• _INSTRUCTIONS FOR THE TASK_
Return every record below exactly as written, but leave out the pictures.

• _EXERCISE MATERIALS_
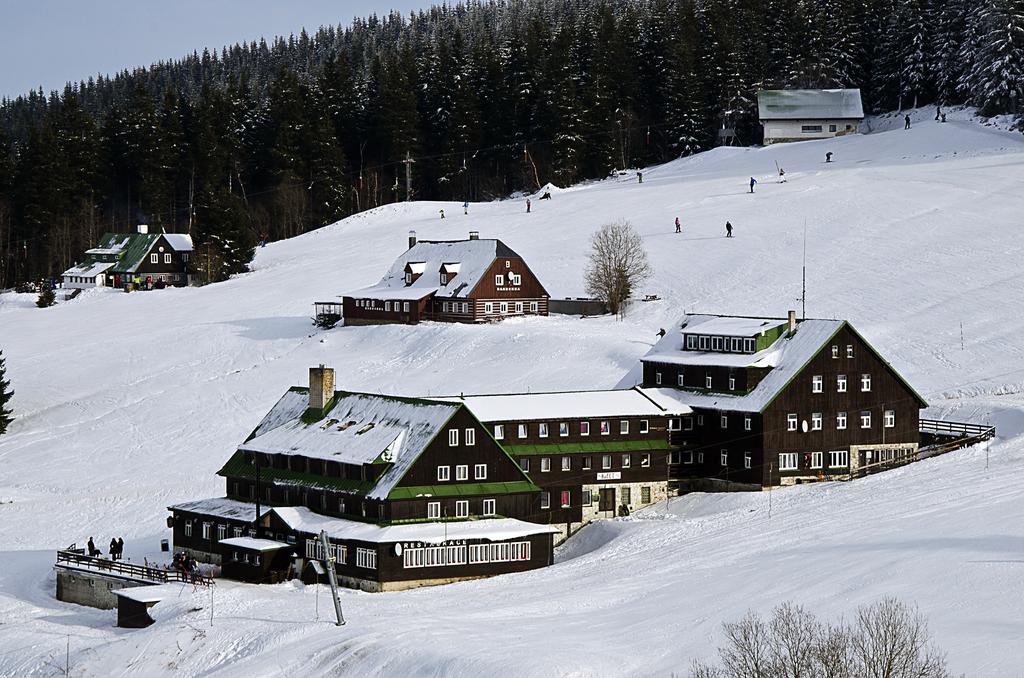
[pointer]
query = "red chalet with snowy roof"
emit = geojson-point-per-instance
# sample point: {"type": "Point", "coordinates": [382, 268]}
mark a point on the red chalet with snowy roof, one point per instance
{"type": "Point", "coordinates": [465, 281]}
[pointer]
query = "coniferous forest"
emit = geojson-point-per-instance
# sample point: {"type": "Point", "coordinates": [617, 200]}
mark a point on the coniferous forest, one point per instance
{"type": "Point", "coordinates": [487, 98]}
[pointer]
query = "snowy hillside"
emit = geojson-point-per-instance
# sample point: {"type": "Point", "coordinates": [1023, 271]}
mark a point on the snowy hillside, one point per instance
{"type": "Point", "coordinates": [127, 404]}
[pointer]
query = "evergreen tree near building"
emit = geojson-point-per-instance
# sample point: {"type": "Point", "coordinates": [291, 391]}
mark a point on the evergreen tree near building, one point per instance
{"type": "Point", "coordinates": [6, 392]}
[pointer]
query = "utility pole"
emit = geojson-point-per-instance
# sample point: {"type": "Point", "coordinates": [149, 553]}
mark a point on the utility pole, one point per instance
{"type": "Point", "coordinates": [409, 175]}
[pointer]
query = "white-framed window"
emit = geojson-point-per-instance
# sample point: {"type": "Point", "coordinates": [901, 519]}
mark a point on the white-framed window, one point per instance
{"type": "Point", "coordinates": [366, 558]}
{"type": "Point", "coordinates": [839, 459]}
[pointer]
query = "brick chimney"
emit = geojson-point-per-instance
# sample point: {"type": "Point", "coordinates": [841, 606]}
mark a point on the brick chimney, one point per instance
{"type": "Point", "coordinates": [321, 386]}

• _SOLUTION TO THIS EXERCISE_
[pointer]
query = "red chalet with snowy roof"
emit = geojson-point-per-instance
# sample point: {"type": "Point", "coordinates": [382, 268]}
mark a point on the red chalet with snowy roof, one point per instance
{"type": "Point", "coordinates": [465, 281]}
[pointer]
query = "coniferous forest"
emit = geojson-point-per-instance
# sample point: {"type": "Point", "coordinates": [617, 200]}
mark a point on the coniferous forest, one point per instance
{"type": "Point", "coordinates": [487, 98]}
[pointer]
query = "snowy hillside"
emit = geojson-point-per-instance
# sample point: {"type": "Point", "coordinates": [1023, 271]}
mark a point on the snowy hillside, one point per instance
{"type": "Point", "coordinates": [127, 404]}
[pointer]
query = "evergreen tree near building"
emit = geojson-point-per-instance
# sample point: {"type": "Point", "coordinates": [291, 391]}
mark a point on the evergreen tree near building, one point per instance
{"type": "Point", "coordinates": [6, 392]}
[pointer]
query = "utility pole"
emit = geojson-point-per-instance
# sample point: {"type": "Point", "coordinates": [149, 553]}
mark a point on the utility pole, one point per instance
{"type": "Point", "coordinates": [409, 175]}
[pointer]
query = "white-framed window"
emit = geojson-point-per-instance
# sample point: {"type": "Point", "coordinates": [901, 519]}
mark a point on the white-framed window, one point per instance
{"type": "Point", "coordinates": [366, 558]}
{"type": "Point", "coordinates": [839, 459]}
[pointer]
query = "brick chimney"
emit = geojson-point-per-instance
# sample point: {"type": "Point", "coordinates": [841, 606]}
mark a point on the brick chimney, one point per instance
{"type": "Point", "coordinates": [321, 386]}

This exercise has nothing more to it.